- Tasks for this exercise -
[1] According to the page on arithmetic sequences, what is the fixed number added to each term to get the next one called?
[2] Transcribe the page on arithmetic sequences from "Arithmetic Sequence or Arithmetic" up to and including "an arithmetic progression.".
[3] In the page on arithmetic sequences, rewrite the paragraph beginning "The common difference is found" as a short list that keeps its main facts.

-- start of Selected extract --

Arithmetic Sequence or Arithmetic Progression

An arithmetic sequence or Progression (abbreviated as A.P) is a sequence in which each term after the first is obtained by adding to the preceding term, a fixed number which is called the common difference.

In other words, quantities are said to be in Arithmetic Sequence, when they increase or decrease by a by common difference. Thus each of the following series forms an arithmetic progression.

  1. 3,7,1,15, \ldots
  2. 8,2, - 4, - 10, \ldots
  3. {a_1},{a_1} + d,{a_1} + 2d,{a_1} + 3d, \ldots

 

The common difference is found by subtracting any term of the series from that which follows it. In the first of the above examples, the common difference is 4; in the second it is  - 6; in the third it is d.

-- end of Selected extract --
-- start of Dataset entries --

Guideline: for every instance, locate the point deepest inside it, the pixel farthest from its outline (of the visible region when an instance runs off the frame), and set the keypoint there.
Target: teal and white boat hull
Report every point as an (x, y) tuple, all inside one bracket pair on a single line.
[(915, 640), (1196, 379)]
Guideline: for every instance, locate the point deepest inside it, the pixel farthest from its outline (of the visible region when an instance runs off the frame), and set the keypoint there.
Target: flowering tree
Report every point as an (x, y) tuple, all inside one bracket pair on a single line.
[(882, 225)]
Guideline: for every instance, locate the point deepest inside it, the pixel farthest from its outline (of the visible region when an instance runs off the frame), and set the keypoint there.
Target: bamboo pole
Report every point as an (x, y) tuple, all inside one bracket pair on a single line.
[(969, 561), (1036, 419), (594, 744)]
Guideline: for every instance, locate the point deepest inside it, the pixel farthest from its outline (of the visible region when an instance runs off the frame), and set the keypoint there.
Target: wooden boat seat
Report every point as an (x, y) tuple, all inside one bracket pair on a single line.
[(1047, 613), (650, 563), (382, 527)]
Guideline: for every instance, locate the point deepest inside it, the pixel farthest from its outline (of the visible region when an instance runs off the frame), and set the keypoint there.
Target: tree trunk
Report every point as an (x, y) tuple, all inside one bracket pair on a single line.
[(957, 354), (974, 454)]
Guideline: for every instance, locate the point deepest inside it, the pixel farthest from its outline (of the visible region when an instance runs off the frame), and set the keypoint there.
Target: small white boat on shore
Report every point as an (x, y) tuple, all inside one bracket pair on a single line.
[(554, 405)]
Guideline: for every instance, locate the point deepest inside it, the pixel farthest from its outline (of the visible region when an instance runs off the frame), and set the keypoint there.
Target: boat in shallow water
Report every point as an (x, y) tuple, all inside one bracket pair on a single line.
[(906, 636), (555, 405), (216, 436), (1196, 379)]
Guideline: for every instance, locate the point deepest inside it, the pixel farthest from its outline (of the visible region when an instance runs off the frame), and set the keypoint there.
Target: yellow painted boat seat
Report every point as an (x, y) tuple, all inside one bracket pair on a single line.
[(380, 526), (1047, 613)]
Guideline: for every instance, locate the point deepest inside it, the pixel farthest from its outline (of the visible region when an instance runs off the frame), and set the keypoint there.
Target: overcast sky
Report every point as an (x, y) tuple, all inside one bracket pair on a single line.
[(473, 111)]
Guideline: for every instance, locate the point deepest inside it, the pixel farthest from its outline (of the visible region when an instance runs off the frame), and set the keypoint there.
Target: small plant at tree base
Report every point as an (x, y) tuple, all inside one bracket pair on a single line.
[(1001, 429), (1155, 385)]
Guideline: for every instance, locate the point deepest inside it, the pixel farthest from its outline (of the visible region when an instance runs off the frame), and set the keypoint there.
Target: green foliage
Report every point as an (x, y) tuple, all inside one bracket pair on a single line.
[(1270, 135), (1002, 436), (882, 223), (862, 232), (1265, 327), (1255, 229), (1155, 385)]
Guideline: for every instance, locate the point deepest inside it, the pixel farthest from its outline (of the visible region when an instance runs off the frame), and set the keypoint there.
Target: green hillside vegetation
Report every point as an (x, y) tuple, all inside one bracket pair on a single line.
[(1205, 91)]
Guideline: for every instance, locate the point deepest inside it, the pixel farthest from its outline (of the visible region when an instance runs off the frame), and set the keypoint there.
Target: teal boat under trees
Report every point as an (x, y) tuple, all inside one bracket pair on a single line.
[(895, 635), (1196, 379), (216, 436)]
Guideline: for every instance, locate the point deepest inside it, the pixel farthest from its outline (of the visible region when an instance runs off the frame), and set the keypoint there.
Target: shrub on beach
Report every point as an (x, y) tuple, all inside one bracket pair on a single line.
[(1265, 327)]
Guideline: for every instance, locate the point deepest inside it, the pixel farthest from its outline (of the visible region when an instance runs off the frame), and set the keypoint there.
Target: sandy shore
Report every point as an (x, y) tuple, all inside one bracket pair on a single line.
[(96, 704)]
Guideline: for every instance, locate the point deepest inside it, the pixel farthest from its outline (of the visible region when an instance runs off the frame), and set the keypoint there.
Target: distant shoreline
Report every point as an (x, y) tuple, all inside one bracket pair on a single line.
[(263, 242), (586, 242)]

-- end of Dataset entries --

- Solutions to the exercise -
[1] It is called the common difference.

[2]
Arithmetic Sequence or Arithmetic Progression

An arithmetic sequence or Progression (abbreviated as A.P) is a sequence in which each term after the first is obtained by adding to the preceding term, a fixed number which is called the common difference.

In other words, quantities are said to be in Arithmetic Sequence, when they increase or decrease by a by common difference. Thus each of the following series forms an arithmetic progression.

[3]
- To find the common difference, subtract any term of the series from the term that follows it.
- First example: the common difference is 4.
- Second example: the common difference is -6.
- Third example: the common difference is d.